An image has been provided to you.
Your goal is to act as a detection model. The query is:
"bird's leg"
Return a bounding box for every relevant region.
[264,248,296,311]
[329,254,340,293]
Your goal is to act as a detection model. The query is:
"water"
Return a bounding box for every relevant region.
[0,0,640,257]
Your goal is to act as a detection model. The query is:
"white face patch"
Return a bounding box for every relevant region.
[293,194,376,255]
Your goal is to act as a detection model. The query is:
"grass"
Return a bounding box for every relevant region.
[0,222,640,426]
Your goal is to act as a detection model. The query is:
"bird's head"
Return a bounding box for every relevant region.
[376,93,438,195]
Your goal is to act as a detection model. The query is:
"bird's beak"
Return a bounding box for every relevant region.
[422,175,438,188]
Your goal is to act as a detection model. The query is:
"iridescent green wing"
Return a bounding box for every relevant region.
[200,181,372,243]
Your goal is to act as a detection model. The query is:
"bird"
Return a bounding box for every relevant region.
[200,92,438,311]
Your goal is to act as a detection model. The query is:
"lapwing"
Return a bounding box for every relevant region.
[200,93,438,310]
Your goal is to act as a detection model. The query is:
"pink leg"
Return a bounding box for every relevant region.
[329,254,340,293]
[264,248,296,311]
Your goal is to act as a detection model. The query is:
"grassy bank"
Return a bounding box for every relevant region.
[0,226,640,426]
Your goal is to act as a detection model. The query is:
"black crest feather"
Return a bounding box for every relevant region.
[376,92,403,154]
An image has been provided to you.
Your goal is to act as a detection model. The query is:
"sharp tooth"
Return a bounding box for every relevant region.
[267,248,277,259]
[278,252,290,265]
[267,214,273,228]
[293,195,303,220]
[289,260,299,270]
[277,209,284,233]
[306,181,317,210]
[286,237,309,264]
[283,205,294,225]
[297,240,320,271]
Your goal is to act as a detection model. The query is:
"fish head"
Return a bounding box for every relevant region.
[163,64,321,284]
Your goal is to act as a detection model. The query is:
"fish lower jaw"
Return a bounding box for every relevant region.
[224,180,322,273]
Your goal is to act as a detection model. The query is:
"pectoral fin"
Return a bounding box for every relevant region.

______

» **Exercise prompt**
State how many lines of the listing above contain the string "bird". Give only the number.

» **Solution**
4